(Data for this exercise Opens)

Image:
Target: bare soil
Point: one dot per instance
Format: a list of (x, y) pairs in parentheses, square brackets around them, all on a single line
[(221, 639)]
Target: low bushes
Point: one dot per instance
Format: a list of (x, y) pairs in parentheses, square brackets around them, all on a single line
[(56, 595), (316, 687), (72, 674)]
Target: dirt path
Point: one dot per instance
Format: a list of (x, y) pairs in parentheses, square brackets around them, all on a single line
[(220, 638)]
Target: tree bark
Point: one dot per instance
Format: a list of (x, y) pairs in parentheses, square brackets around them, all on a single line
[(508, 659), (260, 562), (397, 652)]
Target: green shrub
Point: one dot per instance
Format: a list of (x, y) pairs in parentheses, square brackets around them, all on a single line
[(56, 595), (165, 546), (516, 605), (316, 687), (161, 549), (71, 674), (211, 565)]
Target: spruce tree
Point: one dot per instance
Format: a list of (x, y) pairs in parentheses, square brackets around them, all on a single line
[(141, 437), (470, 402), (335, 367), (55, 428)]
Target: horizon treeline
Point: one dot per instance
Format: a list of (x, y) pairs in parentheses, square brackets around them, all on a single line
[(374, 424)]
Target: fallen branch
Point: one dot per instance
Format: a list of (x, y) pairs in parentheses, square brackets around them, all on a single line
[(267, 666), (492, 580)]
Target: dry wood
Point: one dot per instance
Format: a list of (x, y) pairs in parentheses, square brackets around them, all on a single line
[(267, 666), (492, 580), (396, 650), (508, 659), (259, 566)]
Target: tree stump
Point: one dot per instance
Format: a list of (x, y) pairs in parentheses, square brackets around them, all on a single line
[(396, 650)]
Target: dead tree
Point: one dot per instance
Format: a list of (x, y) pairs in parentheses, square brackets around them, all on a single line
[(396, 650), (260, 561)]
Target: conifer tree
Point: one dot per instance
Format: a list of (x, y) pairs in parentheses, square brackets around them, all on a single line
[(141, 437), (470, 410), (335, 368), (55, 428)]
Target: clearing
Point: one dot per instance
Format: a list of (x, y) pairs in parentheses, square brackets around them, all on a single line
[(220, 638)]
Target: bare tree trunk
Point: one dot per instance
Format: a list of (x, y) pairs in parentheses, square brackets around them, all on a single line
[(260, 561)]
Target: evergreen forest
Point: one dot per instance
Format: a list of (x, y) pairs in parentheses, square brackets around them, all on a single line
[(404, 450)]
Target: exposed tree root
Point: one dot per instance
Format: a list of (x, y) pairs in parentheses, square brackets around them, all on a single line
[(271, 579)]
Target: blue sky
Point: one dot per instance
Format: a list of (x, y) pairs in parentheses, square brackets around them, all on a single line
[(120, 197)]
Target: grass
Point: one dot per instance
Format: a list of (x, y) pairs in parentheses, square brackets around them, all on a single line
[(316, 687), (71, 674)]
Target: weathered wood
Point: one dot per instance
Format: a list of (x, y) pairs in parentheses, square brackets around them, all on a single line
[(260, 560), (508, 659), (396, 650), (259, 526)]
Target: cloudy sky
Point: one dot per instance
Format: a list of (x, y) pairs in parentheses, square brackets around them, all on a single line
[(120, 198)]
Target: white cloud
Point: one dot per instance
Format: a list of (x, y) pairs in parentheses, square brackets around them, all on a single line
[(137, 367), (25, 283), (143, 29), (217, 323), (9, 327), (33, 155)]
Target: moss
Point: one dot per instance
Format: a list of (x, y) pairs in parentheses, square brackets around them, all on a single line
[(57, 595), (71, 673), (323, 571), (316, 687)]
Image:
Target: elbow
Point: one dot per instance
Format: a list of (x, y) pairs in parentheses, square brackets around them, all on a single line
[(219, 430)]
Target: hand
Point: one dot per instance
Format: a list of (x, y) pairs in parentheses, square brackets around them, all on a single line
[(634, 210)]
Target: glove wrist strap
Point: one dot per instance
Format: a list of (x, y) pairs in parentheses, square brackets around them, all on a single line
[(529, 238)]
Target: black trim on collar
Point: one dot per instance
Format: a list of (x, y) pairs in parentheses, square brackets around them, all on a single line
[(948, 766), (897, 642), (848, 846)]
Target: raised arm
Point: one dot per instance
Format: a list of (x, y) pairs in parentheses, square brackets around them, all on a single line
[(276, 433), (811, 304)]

(Data for this exercise Closes)

- **Work item**: Line by line, write out the records above exactly.

- **Task output**:
Image:
Target: bare soil
Point: one dot per instance
Format: a list of (x, y) pairs in parentheses, square brackets around them, all on a single line
[(221, 639)]
Target: low bushes
Point: one dot per instance
Format: a list of (x, y) pairs in parentheses, square brackets around them, all on a single line
[(56, 595), (316, 687), (72, 674)]
Target: dirt path
Point: one dot per instance
Format: a list of (x, y) pairs in parentheses, square brackets around them, all on a single line
[(220, 638)]
Target: tree bark
Point: one dot per instance
Format: a list of (x, y) pairs in parentheses, square brackets around them, all on a single line
[(508, 659), (260, 562), (397, 652)]
Target: green shrub
Point: one dot per instance
Format: a list of (x, y) pairs in parentheses, square brackets around them, all on a single line
[(56, 595), (165, 546), (516, 605), (316, 687), (161, 549), (71, 674), (211, 565)]
Target: spruce tree
Point: one dot per instance
Format: a list of (x, y) pairs in parentheses, square brackets around them, all on a single line
[(141, 437), (470, 402), (335, 367), (55, 428)]
Target: horizon treeline
Point: one dot per instance
Format: a list of (x, y) pairs in parentheses, square brackets around them, all on a single line
[(374, 424)]
Target: fallen branch
Point: one dot per instance
Format: a list of (x, y) pairs in parentheses, square brackets around them, all on a single line
[(267, 666), (492, 580)]
Target: dry wood
Point: one dot per instance
Format: a list of (x, y) pairs in parentheses, square brackets around them, all on a single line
[(267, 666), (492, 580), (396, 650), (508, 659), (259, 566)]
Target: tree stump
Point: one dot per instance
Format: a list of (x, y) pairs in parentheses, square brackets around them, all on a single line
[(396, 650)]
Target: dead tree
Point: one dot per instance
Format: a list of (x, y) pairs in parentheses, square brackets around them, all on a single line
[(396, 650), (260, 561)]
Target: conifer tree
Point: one dot per instance
Format: a list of (x, y) pairs in parentheses, square brackets around them, all on a single line
[(141, 437), (470, 410), (335, 368), (55, 428)]
Target: clearing
Point: one dot per instance
Format: a list of (x, y) pairs in parentheses, square brackets around them, all on a single line
[(220, 638)]
Target: bare tree trunk
Point: one dot per instance
Format: a list of (x, y) pairs in parentheses, square brackets around them, all on a single line
[(260, 561)]
Target: evergreen forest
Point: one dot per instance
Format: a list of (x, y) pairs in parentheses, square brackets around them, all on a single line
[(404, 450)]
Target: exposed tree root
Point: one dot per instance
Format: a list of (x, y) pairs in parentheses, square brackets around them, all on a single line
[(271, 579)]
Target: blue sky
Point: one dot per instance
Format: a list of (x, y) pairs in parentheses, square brackets around them, all on a single line
[(120, 197)]
Target: grass
Point: one dot per instance
Format: a list of (x, y) pairs in parentheses, square brackets around them, all on a single line
[(316, 687), (71, 674)]
Target: weathered wood
Point: one dot per instance
Format: a list of (x, y) pairs in parentheses, square brackets around them, all on a single line
[(260, 560), (508, 659), (396, 650), (259, 526)]
Target: cloudy sky
Point: one dot per instance
Format: a list of (x, y) pairs in parentheses, square brackets around them, all on a single line
[(120, 198)]
Target: white cloud
Point: one dot per instance
Format: a list of (x, y) pairs in parentheses, square brackets around them, all on a single line
[(137, 367), (25, 283), (143, 29), (217, 323), (9, 327), (33, 155)]
Target: moss
Point: one dot per instance
Format: a list of (x, y) pairs in parentheses, square brackets around them, all on a single line
[(57, 595), (71, 673), (323, 571), (316, 687)]
Image:
Target: elbow
Point: one dot per instance
Format: a list of (x, y) pairs in parentheses, square brackets around them, all on a single line
[(219, 430)]
Target: hand
Point: one dot per instance
Format: a list of (x, y) pairs in parentheses, square brackets around them, all on a single line
[(634, 210)]
Target: glove wrist strap
Point: one dot per instance
Format: a list of (x, y) pairs in parentheses, square brackets around them, all on a single line
[(529, 238)]
Target: black trim on collar
Point: one dot per instance
Format: a list of (x, y) pairs in parentheses, square brackets around them, all on a single line
[(948, 766), (897, 642), (848, 846)]
Target: raised arm
Point: one dot per instance
Format: a list of (x, y) pairs in parentheses, square brackets around them, all on a single line
[(276, 433), (811, 304)]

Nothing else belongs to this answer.